Copy every line of the listing below and add 76 to each coordinate in the answer points, leaving all other numbers unchanged. Leave the pictures out.

* [DATA EXCERPTS]
***
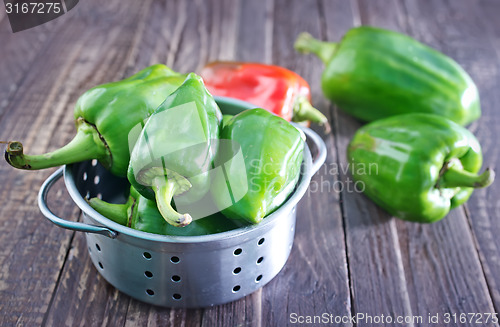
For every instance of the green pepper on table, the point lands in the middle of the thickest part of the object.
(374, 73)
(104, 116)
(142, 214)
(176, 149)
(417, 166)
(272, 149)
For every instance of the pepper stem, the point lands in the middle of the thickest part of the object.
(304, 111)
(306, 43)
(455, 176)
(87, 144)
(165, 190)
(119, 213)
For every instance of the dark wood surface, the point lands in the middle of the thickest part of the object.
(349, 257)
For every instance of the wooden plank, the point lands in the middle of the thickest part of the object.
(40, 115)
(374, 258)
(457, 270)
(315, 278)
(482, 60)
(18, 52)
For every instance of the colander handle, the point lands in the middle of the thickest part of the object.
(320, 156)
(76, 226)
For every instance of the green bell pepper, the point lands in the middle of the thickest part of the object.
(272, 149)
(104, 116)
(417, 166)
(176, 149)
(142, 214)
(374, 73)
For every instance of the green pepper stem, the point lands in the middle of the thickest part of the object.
***
* [RIGHT ANSWER]
For every instance of the green pepper on table, the point lands in the middle of the thickest part of the object.
(450, 149)
(180, 192)
(218, 290)
(252, 225)
(493, 242)
(348, 225)
For every instance of the pepper stem, the point lands in the middle of the thickest part of the object.
(380, 187)
(382, 119)
(531, 252)
(163, 220)
(241, 266)
(195, 289)
For every instance of the dark wood surface, the point lands in the middle of the thickest part of the object.
(425, 333)
For every instance of the wooden plank, the point lands in the middle of the thickest part of the object.
(116, 191)
(450, 334)
(533, 346)
(391, 354)
(558, 136)
(94, 128)
For every instance of the colander handle, the point lands in the middle of the thickest part of the object.
(396, 232)
(152, 302)
For every instance of the green bell pepper, the point lands in the middle of the thickest part of the object.
(348, 225)
(180, 192)
(493, 242)
(252, 225)
(218, 290)
(450, 149)
For every instance of the green pepper stem, the point lands in the middle of the thickest part of the object.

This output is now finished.